Stored items
[Start]

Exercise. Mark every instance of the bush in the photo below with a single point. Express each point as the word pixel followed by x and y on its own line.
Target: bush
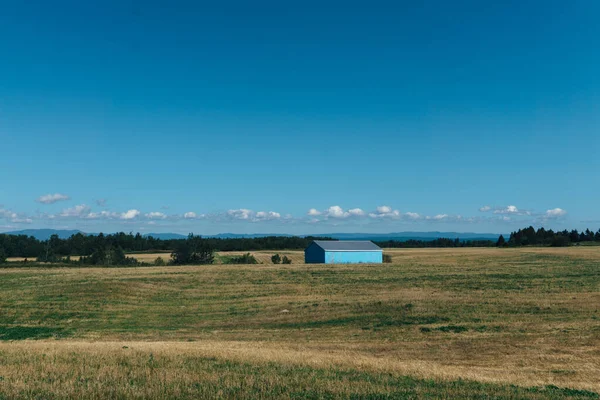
pixel 560 241
pixel 243 259
pixel 193 250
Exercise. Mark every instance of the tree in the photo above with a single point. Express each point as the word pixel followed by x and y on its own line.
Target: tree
pixel 193 250
pixel 501 241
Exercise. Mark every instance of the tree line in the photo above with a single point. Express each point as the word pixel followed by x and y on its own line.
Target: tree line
pixel 102 245
pixel 112 249
pixel 547 237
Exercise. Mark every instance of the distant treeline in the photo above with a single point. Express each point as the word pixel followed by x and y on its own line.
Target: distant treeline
pixel 85 245
pixel 542 237
pixel 108 249
pixel 442 242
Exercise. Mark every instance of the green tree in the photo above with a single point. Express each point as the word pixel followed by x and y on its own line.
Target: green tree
pixel 501 241
pixel 193 250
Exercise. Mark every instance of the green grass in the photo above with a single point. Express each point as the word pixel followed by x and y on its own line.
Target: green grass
pixel 528 317
pixel 131 373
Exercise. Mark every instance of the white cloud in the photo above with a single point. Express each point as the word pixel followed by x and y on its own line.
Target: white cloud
pixel 130 214
pixel 384 209
pixel 313 212
pixel 21 220
pixel 440 217
pixel 356 212
pixel 102 214
pixel 336 212
pixel 385 212
pixel 413 215
pixel 52 198
pixel 555 213
pixel 242 213
pixel 7 214
pixel 245 214
pixel 78 211
pixel 507 210
pixel 267 216
pixel 156 215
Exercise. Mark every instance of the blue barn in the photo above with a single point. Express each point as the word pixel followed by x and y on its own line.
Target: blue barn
pixel 343 252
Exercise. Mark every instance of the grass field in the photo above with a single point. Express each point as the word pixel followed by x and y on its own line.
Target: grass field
pixel 468 323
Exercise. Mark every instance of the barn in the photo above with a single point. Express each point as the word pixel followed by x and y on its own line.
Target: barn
pixel 343 252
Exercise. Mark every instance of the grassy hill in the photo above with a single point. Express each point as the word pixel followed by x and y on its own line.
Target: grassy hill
pixel 468 323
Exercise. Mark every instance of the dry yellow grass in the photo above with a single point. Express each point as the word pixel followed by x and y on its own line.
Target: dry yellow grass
pixel 515 316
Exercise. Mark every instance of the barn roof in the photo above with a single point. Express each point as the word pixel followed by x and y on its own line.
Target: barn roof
pixel 347 245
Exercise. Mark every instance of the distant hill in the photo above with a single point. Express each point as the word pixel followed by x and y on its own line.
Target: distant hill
pixel 404 236
pixel 165 236
pixel 44 234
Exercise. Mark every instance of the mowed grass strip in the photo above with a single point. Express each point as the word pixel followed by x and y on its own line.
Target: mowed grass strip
pixel 158 371
pixel 513 316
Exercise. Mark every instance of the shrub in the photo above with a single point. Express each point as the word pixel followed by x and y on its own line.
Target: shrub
pixel 243 259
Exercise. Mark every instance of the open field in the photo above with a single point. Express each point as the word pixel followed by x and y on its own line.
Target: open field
pixel 434 323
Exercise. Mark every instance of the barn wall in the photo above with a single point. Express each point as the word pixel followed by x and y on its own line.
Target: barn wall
pixel 314 255
pixel 352 257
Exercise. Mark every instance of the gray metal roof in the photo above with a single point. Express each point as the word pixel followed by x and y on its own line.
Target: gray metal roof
pixel 347 245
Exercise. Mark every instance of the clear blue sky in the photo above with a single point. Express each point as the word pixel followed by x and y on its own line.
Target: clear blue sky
pixel 246 115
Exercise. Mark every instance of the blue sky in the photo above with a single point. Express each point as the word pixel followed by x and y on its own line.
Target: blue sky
pixel 299 117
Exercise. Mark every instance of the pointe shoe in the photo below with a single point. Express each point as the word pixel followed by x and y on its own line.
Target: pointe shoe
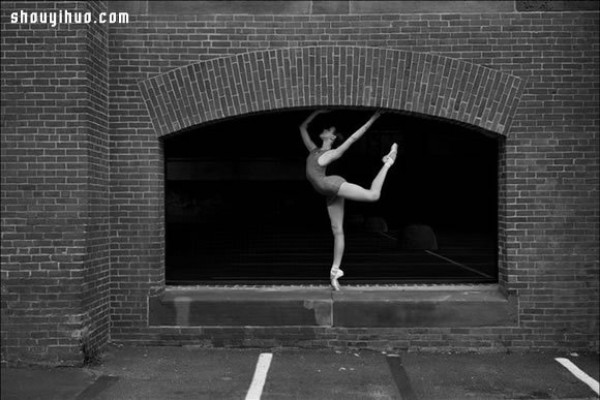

[End]

_What the exercise asks_
Rewrite all of the lines above, replacing "Express each point as" with "Write each point as" and keeping everything else the same. Omit the pictures.

_Answer to the task_
Exercise. Mark every instance of the bush in the photo below with a single point. Write each point as the word pixel followed by x and y on its own line.
Target: bush
pixel 560 241
pixel 243 259
pixel 193 250
Exercise. Mark every instance of the tree in the photo above with a single point. Write each point as the word pixel followed by x and y on its own line.
Target: tree
pixel 193 250
pixel 501 241
Exercise. Mark every instance of the tree line in the photo above with a single point. Write each point as the word pixel followed by x and y on its own line.
Target: tree line
pixel 102 245
pixel 112 249
pixel 547 237
Exercise. Mark every instance of the distant treeline in the photo above with a single point. Write each point as the word pixel followed by x and y on its own line.
Target: distant treeline
pixel 85 245
pixel 542 237
pixel 108 249
pixel 442 242
Exercise. Mark every instance of the green tree in the photo above with a single point. Write each point as the word pixel followed by x and y on its own line.
Target: green tree
pixel 501 241
pixel 193 250
Exercise. Mark every instance of the green grass in the photo above with a single point. Write each point as the word pixel followed by x and y on its own line.
Target: green grass
pixel 528 317
pixel 131 373
Exercise. Mark every instance of the white cloud in the photo above with a single point. Write each point as the word pixel followed by x and y on its own line.
Target: white cloud
pixel 130 214
pixel 384 209
pixel 313 212
pixel 21 220
pixel 440 217
pixel 356 212
pixel 102 214
pixel 336 212
pixel 385 212
pixel 413 215
pixel 52 198
pixel 555 213
pixel 242 213
pixel 7 214
pixel 245 214
pixel 78 211
pixel 507 210
pixel 267 216
pixel 156 215
Exercise. Mark every instance of the blue barn in the photo above with a single point. Write each point as the word pixel followed by x and y on its own line.
Target: blue barn
pixel 343 252
Exercise. Mark every instance of the grass field in the photo above with a single point. Write each point as the word pixel followed by x and y on its own line.
Target: grass field
pixel 468 323
Exercise. Mark every instance of the barn in the photo above with a single point. Write each point as the word pixel followed by x and y on its own line.
Target: barn
pixel 343 252
Exercise. Mark every instance of the grassy hill in the photo above with a single point. Write each point as the word pixel followed by x and y on its own line.
Target: grassy hill
pixel 468 323
Exercise. Mark every instance of the dry yellow grass in the photo above with a single point. Write each point as the word pixel followed by x and y on its own line.
Target: dry yellow grass
pixel 515 316
Exercise. Mark every instance of the barn roof in the photo above with a single point. Write each point as the word pixel followed by x and y on its own line.
Target: barn roof
pixel 347 245
Exercise. Mark every instance of the distant hill in the photo above with a single point. Write each point as the word pixel followed by x and y on its own line.
Target: distant hill
pixel 404 236
pixel 165 236
pixel 44 234
Exercise. Mark every instance of the mowed grass strip in the photo above with a single point. Write each point as the word pixel followed by x and y on its own line.
Target: mowed grass strip
pixel 158 371
pixel 513 316
Exercise. Mark every instance of the shrub in the photo above with a single point. Write each point as the word pixel followed by x and y on its own line.
Target: shrub
pixel 243 259
Exercise. Mark every instance of the open field in the photo above with a single point. Write each point as the word pixel followed by x and y on its own line.
Target: open field
pixel 434 323
Exercise. Mark every instance of the barn wall in the photo above with a single point. Write each point as the word pixel followed by x and y on its own line.
Target: barn wall
pixel 314 255
pixel 352 257
Exercise. Mark every instance of the gray metal roof in the photo above with a single point. Write each point as the word pixel followed by x and y on its own line.
Target: gray metal roof
pixel 347 245
Exercise. Mark every instance of the clear blue sky in the photo above with a single point. Write each point as the word pixel followed by x and y on its own line.
Target: clear blue sky
pixel 246 115
Exercise. Mark every instance of the blue sky in the photo above with a single point. Write each point as the word pixel followed by x and y on its own line.
Target: blue sky
pixel 299 117
Exercise. Mark every instance of the pointe shoe in the photo below with a single point. Write each point as the word pixel followed by x and y on its own line.
Target: pointe shoe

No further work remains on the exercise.